* _PROBLEM DETAILS_: Using the entries below, output exactly the lines from the one containing "Step 1: review the image. Step 2: locate black shorts." through the final line, both included, and no others.

* _LISTED ENTRIES_:
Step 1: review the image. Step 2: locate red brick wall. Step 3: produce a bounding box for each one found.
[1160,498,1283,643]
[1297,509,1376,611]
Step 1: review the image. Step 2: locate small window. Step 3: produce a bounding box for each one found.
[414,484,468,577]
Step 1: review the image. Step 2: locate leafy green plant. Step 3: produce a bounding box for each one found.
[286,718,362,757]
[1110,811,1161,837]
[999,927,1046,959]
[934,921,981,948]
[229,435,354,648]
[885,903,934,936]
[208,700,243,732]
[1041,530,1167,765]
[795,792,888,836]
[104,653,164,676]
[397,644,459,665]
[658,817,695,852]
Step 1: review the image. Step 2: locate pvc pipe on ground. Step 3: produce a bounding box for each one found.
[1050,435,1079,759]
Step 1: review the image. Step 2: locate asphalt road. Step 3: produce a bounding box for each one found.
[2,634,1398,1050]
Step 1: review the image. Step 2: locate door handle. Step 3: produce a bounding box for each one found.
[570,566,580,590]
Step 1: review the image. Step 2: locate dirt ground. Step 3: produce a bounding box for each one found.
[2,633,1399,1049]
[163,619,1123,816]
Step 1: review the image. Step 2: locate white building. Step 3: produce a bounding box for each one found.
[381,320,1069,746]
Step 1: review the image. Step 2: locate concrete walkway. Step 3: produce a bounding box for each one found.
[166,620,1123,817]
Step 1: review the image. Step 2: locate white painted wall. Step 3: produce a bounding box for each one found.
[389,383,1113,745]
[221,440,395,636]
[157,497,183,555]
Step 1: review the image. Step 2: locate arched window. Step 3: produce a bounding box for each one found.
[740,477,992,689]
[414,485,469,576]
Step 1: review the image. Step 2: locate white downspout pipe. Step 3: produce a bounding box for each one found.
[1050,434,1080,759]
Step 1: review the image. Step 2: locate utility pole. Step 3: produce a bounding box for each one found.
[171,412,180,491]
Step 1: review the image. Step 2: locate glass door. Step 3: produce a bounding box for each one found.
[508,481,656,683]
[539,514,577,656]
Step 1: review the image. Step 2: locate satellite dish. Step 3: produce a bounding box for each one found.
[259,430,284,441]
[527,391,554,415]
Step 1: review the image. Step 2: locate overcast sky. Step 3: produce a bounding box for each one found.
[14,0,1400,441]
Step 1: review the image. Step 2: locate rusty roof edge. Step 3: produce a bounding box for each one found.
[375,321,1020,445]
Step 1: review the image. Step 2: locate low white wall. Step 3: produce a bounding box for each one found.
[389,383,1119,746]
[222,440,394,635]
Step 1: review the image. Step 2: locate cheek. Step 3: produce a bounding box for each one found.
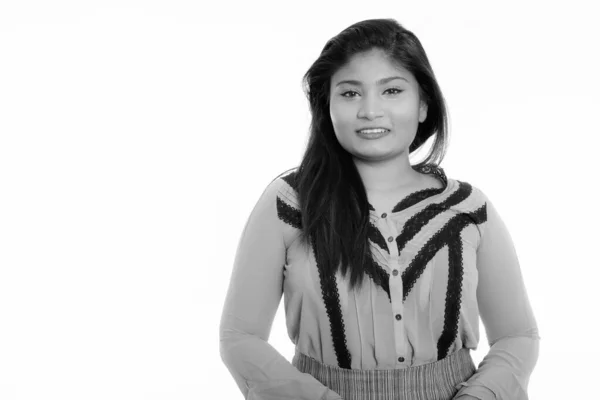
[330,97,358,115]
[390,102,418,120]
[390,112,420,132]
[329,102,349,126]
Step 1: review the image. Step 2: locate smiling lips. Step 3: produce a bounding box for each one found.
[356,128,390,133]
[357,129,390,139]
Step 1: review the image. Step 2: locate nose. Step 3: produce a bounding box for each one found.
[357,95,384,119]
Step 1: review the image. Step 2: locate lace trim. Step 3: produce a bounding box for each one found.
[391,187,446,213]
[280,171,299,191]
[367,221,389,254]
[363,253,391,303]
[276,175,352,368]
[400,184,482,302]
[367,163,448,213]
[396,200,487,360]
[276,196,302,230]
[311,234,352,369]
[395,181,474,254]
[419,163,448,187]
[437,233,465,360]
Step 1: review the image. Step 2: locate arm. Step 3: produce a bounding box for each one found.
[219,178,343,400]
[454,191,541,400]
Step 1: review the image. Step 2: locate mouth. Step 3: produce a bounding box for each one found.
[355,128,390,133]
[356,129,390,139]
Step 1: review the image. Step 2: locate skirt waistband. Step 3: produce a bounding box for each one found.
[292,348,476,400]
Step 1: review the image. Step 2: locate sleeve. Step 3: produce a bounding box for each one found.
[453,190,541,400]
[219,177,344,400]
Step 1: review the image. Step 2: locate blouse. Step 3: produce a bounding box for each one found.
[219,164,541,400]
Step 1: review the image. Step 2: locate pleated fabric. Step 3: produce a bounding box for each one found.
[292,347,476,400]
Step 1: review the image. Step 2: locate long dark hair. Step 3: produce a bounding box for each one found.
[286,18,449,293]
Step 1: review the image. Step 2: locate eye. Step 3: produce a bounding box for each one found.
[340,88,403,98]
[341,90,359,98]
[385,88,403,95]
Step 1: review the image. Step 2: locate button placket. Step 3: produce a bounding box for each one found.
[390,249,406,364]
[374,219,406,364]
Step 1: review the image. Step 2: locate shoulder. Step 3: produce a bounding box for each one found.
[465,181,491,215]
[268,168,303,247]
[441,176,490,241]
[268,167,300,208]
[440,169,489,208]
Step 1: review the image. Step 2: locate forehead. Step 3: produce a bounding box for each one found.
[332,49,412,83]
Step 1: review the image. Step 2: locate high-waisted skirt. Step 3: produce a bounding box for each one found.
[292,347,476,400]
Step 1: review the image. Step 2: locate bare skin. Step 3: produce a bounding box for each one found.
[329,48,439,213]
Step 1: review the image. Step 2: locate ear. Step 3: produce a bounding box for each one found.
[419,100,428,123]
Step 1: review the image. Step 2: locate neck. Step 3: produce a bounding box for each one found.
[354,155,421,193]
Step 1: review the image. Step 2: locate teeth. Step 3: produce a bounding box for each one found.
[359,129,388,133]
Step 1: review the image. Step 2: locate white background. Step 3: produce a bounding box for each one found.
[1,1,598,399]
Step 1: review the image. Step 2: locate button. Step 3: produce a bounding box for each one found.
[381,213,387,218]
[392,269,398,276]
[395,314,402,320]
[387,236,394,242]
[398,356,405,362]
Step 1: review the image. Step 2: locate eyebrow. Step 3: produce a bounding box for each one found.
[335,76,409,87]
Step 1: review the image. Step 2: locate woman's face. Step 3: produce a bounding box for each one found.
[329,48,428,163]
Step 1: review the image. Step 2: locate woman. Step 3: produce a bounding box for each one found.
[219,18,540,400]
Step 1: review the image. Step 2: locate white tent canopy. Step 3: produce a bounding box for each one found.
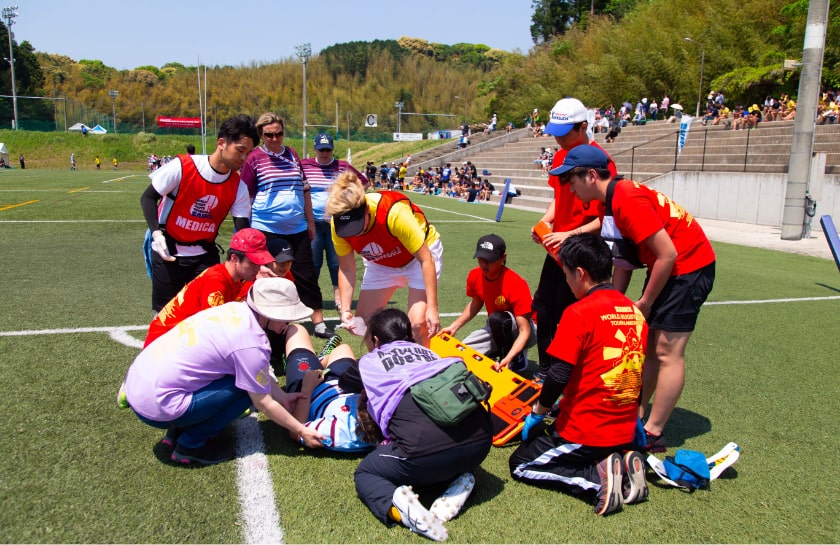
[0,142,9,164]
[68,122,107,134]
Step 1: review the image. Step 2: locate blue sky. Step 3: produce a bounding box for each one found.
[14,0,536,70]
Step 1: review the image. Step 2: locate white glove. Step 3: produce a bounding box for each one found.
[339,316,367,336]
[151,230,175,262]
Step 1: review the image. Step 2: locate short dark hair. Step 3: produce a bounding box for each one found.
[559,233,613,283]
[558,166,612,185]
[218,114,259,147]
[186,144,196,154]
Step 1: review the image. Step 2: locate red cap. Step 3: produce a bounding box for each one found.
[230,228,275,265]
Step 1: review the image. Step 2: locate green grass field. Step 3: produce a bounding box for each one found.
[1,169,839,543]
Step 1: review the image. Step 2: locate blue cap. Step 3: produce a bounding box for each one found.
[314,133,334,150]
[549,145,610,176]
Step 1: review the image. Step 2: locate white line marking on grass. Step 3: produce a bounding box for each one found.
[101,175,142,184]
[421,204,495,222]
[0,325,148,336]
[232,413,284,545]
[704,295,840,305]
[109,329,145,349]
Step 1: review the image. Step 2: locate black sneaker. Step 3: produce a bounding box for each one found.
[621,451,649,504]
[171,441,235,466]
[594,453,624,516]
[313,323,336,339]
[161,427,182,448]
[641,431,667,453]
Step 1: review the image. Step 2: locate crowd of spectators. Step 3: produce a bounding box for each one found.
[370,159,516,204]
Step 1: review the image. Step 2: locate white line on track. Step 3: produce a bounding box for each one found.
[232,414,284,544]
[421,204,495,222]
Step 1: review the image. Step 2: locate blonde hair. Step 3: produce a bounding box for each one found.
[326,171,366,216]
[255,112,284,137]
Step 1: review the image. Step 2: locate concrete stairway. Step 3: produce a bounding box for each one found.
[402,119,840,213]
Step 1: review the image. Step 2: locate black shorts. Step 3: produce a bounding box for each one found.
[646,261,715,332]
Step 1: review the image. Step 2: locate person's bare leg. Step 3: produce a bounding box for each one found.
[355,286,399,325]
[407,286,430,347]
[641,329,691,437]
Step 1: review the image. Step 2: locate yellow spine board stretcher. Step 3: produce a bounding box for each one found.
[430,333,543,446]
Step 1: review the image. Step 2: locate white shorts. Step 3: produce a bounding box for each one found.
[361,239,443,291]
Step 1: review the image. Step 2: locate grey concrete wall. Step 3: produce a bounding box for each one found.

* _YOUR RESPONSE_:
Step 1: review the image. Step 2: locate black shorts. Step 3: produce a bounding box for each one found.
[646,261,715,332]
Step 1: review the image. Step 2: locate person's bare leg. Step 3: produce a bounding box for each one found.
[355,286,399,325]
[407,286,430,347]
[641,329,691,437]
Step 1: review the image. Step 2: locate yellow spine board stretcher. Step 3: produce a bounding box for each one found.
[430,333,543,446]
Step 1: review the image. Step 2: locate white shorts. Step 3: produce a bounding box for each one found.
[361,239,443,291]
Step 1: review the image. Step 2: locate grey concrete wall. Step 3: produce a bounding box for each one found.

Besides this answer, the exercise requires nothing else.